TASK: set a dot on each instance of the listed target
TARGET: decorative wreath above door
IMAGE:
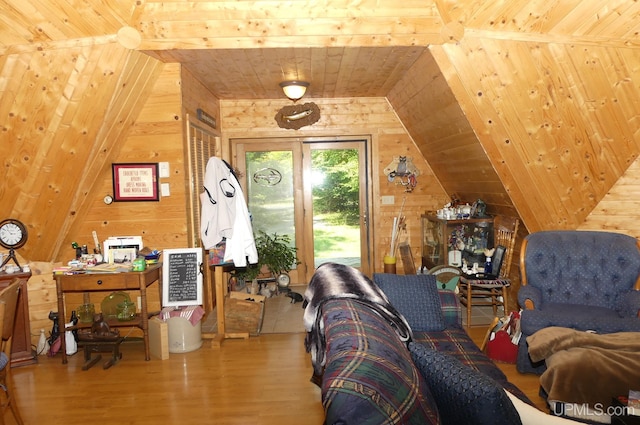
(294, 117)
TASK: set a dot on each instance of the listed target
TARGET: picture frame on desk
(122, 255)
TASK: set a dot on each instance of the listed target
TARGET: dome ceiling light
(294, 90)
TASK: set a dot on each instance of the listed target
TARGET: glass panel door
(315, 192)
(337, 183)
(271, 181)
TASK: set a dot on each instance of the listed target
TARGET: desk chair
(8, 306)
(492, 291)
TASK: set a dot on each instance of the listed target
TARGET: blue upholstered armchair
(584, 280)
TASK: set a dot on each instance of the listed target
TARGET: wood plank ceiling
(243, 50)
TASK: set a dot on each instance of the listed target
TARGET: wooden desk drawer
(99, 282)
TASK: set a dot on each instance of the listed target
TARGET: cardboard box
(158, 338)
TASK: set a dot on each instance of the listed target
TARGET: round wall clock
(13, 235)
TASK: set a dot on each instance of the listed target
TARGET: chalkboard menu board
(182, 277)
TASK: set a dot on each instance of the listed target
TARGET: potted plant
(275, 253)
(275, 257)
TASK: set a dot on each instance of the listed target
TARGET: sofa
(581, 280)
(373, 370)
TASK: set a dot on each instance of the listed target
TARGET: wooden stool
(102, 347)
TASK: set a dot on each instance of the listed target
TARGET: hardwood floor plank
(263, 380)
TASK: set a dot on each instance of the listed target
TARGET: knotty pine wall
(156, 136)
(353, 117)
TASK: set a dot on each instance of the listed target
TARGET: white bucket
(183, 336)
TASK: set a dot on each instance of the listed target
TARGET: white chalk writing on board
(182, 277)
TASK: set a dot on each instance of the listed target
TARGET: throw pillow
(415, 297)
(463, 395)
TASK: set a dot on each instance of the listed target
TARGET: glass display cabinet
(454, 242)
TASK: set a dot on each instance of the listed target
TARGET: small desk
(101, 282)
(21, 351)
(470, 288)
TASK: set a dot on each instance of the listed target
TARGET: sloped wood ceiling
(530, 105)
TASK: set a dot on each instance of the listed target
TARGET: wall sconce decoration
(294, 90)
(294, 117)
(402, 171)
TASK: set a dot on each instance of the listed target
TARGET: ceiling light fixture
(294, 90)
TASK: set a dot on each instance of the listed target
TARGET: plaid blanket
(369, 376)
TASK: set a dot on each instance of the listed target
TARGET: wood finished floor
(262, 380)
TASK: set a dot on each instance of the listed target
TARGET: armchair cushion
(629, 303)
(529, 292)
(415, 297)
(581, 267)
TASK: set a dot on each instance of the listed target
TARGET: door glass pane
(336, 206)
(270, 193)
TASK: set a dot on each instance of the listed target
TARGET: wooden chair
(8, 306)
(492, 292)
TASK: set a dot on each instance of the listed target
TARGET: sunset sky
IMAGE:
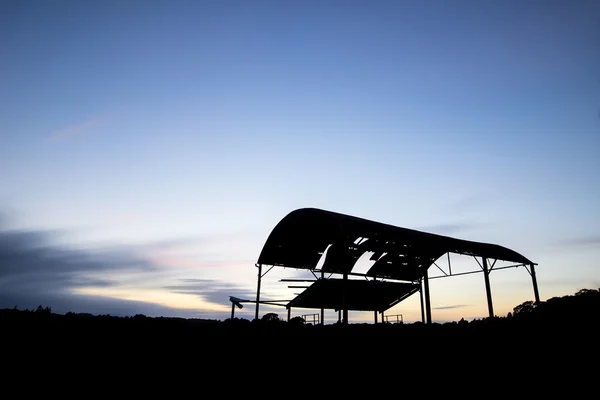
(148, 148)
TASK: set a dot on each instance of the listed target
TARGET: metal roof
(300, 239)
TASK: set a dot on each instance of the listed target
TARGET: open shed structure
(401, 259)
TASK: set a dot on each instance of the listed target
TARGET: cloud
(449, 229)
(451, 307)
(32, 268)
(77, 129)
(211, 290)
(584, 241)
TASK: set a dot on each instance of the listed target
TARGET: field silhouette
(558, 317)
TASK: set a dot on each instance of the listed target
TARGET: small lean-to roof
(300, 239)
(358, 295)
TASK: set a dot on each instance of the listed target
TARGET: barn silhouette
(401, 260)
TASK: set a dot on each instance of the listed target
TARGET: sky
(148, 148)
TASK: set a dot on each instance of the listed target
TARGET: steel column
(427, 299)
(345, 306)
(422, 303)
(534, 280)
(258, 290)
(488, 290)
(322, 309)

- [What to work on]: Copy the records exactly as they appear, excluding images.

- [Reply]:
TASK: set a dot on each instance of the listed target
TARGET: decorative wreath above door
IMAGE:
(294, 117)
TASK: set a dot on each instance of the listed target
TARGET: picture frame on desk
(122, 255)
TASK: set a dot on each instance of the listed target
TARGET: dome ceiling light
(294, 90)
TASK: set a dot on each instance of the listed target
TARGET: glass panel door
(315, 192)
(337, 183)
(271, 181)
TASK: set a dot on each instance of the listed target
TARGET: desk chair
(8, 306)
(492, 291)
TASK: set a dot on each instance of the listed target
TARGET: blue upholstered armchair
(584, 280)
TASK: set a dot on each instance of the listed target
TARGET: wood plank ceiling
(243, 50)
TASK: set a dot on each instance of the listed target
TARGET: wooden desk drawer
(99, 282)
TASK: set a dot on each instance of the listed target
TARGET: cardboard box
(158, 338)
TASK: set a dot on each instance of the listed target
TARGET: round wall clock
(13, 235)
TASK: set a dot on each instance of the listed target
TARGET: chalkboard menu board
(182, 277)
TASK: set a dot on each instance of the listed target
TARGET: potted plant
(275, 253)
(275, 257)
TASK: set a dot on each instance of the listed target
TARGET: sofa
(581, 280)
(373, 370)
TASK: set a dot on each instance of the listed target
TARGET: wooden stool
(102, 347)
TASK: set a dot on each instance of the listed target
TARGET: hardwood floor plank
(263, 380)
TASK: set a dot on each instance of the listed target
TARGET: knotty pine wall
(156, 136)
(353, 117)
TASK: set a dot on each instance of the listed target
TARGET: white bucket
(183, 336)
TASK: set a dot on each instance of the listed target
TARGET: white chalk writing on board
(182, 277)
TASK: set a dot on each instance of the listed target
TARGET: throw pillow
(415, 297)
(463, 395)
TASK: set a dot on each instance of the listed target
TARGET: glass display cabinet
(454, 242)
TASK: set a dot on each instance of the listed target
TARGET: small desk
(101, 282)
(21, 351)
(470, 288)
TASK: set a dot on each instance of the listed target
TARGET: sloped wood ceiling
(530, 105)
TASK: set a dot on each instance of the listed target
TARGET: wall sconce decoration
(294, 90)
(294, 117)
(402, 171)
TASK: set a dot on each instance of the listed target
TARGET: ceiling light fixture
(294, 90)
TASK: set a dot on each instance of the listed target
TARGET: plaid blanket
(369, 376)
TASK: set a dot on each instance of the listed target
TARGET: wood finished floor
(262, 380)
TASK: set a dot on each instance of the listed target
TARGET: armchair cushion
(629, 303)
(529, 292)
(415, 297)
(581, 267)
TASK: set a dot on each instance of the listed target
TARGET: door glass pane
(336, 206)
(270, 193)
TASK: set a dot on each instance of the listed target
TARGET: wooden chair
(8, 306)
(492, 292)
TASK: set a dot on each instance of the listed target
TARGET: sunset sky
IMAGE:
(148, 148)
TASK: set a dot on each instance of the listed target
TARGET: metal roof
(300, 239)
TASK: set a dot on each instance of the listed target
TARGET: open shed structure
(401, 259)
TASK: set a dot on each instance of the listed target
TARGET: cloud
(449, 229)
(451, 307)
(32, 268)
(77, 129)
(211, 290)
(584, 241)
TASK: set a dot on each instance of the listed target
TARGET: field silhouette
(558, 317)
TASK: set a dot on each instance of the listed target
TARGET: small lean-to roof
(300, 239)
(358, 295)
TASK: set a dot on each instance of the listed target
TARGET: barn silhouette
(401, 260)
TASK: set a dot on each instance of the listed target
TARGET: sky
(148, 148)
TASK: set a dot on each instance of the listed target
TARGET: steel column
(427, 299)
(345, 306)
(422, 303)
(534, 280)
(258, 290)
(488, 290)
(322, 309)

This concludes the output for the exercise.